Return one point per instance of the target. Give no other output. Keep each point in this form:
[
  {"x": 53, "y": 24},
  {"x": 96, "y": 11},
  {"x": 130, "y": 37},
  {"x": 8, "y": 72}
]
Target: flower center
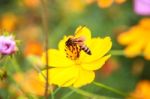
[{"x": 73, "y": 52}]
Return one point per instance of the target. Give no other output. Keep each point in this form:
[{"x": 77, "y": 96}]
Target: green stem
[
  {"x": 110, "y": 88},
  {"x": 56, "y": 90}
]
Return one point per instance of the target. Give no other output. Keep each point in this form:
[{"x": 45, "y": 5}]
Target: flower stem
[
  {"x": 45, "y": 29},
  {"x": 109, "y": 88}
]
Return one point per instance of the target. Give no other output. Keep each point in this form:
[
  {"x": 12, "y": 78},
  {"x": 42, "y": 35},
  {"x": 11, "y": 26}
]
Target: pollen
[{"x": 73, "y": 52}]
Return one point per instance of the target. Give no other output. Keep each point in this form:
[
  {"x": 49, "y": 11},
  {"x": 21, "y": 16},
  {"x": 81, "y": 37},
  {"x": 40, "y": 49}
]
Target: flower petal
○ ○ ○ ○
Copy the whole listing above word for word, leaving out the picture.

§ **Response to this task**:
Return one point per instance of the target. Give no other output. Keep each point in this form:
[
  {"x": 53, "y": 24},
  {"x": 96, "y": 11},
  {"x": 130, "y": 37},
  {"x": 8, "y": 72}
]
Target: flower center
[{"x": 73, "y": 52}]
Return one point per instance of the target. Give no other output. Keep each point in this form:
[{"x": 77, "y": 96}]
Target: green stem
[
  {"x": 110, "y": 88},
  {"x": 56, "y": 90}
]
Return one point per instance of the target. Give no other output. Keep each point in this form:
[{"x": 45, "y": 5}]
Target: flower stem
[
  {"x": 45, "y": 29},
  {"x": 109, "y": 88}
]
Return one point per instance of the target. Give no other output. Keep each point in this form:
[
  {"x": 12, "y": 78},
  {"x": 42, "y": 35},
  {"x": 11, "y": 26}
]
Target: pollen
[{"x": 73, "y": 52}]
Return one point per instance of the target. Give no other output. Keep each point in this form:
[
  {"x": 49, "y": 11},
  {"x": 21, "y": 16},
  {"x": 81, "y": 37},
  {"x": 40, "y": 49}
]
Target: flower petal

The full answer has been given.